* _TASK TO CARRY OUT_: Each line from the one holding "Q: Locate the carved" to the end of the data below must be output verbatim, with no other lines.

◆ ◆ ◆

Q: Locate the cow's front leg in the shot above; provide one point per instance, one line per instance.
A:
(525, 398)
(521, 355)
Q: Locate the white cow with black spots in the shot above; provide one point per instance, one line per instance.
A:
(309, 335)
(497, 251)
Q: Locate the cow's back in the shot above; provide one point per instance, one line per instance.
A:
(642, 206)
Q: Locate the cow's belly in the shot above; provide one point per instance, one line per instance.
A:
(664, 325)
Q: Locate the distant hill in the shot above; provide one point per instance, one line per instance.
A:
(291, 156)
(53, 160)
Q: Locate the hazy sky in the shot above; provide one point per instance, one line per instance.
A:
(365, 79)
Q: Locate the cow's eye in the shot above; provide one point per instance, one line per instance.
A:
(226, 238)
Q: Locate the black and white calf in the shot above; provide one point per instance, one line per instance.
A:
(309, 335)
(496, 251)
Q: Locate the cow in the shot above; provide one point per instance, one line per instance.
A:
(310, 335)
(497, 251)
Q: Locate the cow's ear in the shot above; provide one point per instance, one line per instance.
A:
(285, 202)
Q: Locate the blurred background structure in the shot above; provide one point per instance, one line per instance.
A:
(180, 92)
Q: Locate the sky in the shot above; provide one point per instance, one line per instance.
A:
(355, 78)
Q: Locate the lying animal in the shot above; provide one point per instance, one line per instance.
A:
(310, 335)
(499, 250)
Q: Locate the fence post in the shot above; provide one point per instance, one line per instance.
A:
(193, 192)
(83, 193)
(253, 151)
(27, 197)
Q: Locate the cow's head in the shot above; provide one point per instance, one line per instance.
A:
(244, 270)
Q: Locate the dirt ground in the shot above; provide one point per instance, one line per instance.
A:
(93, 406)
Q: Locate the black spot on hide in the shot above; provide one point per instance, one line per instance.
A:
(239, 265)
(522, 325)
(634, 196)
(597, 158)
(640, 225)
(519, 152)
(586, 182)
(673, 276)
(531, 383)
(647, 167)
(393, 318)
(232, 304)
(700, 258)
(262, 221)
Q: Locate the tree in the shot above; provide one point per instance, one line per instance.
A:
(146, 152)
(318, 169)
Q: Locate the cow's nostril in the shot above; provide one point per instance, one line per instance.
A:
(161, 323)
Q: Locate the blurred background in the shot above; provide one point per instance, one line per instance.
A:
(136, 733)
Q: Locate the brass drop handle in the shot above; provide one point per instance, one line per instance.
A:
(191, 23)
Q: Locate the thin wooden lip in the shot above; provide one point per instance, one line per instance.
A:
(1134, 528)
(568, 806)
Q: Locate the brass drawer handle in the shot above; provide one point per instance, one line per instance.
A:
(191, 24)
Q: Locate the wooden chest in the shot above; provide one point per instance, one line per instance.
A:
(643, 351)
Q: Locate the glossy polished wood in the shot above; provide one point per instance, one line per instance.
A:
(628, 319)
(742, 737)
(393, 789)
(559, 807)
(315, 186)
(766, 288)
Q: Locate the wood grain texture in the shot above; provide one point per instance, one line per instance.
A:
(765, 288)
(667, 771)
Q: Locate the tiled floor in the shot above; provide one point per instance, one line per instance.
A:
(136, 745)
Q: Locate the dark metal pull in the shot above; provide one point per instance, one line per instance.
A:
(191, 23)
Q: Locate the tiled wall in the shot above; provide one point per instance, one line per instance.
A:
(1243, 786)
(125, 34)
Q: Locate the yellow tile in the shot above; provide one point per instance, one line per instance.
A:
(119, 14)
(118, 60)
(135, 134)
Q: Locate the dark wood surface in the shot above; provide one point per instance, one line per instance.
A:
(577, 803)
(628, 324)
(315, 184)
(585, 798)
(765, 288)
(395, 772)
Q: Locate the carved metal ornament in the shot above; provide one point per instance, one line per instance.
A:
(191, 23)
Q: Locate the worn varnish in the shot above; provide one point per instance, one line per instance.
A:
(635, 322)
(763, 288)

◆ ◆ ◆

* _ANSWER SECTION_:
Q: Locate the carved metal ornament in the shot above; provide one point per instance, one line per instance.
A:
(191, 23)
Q: Locate the worn varnish in the shot above; provide one point per instance, one line per instance.
A:
(635, 322)
(763, 288)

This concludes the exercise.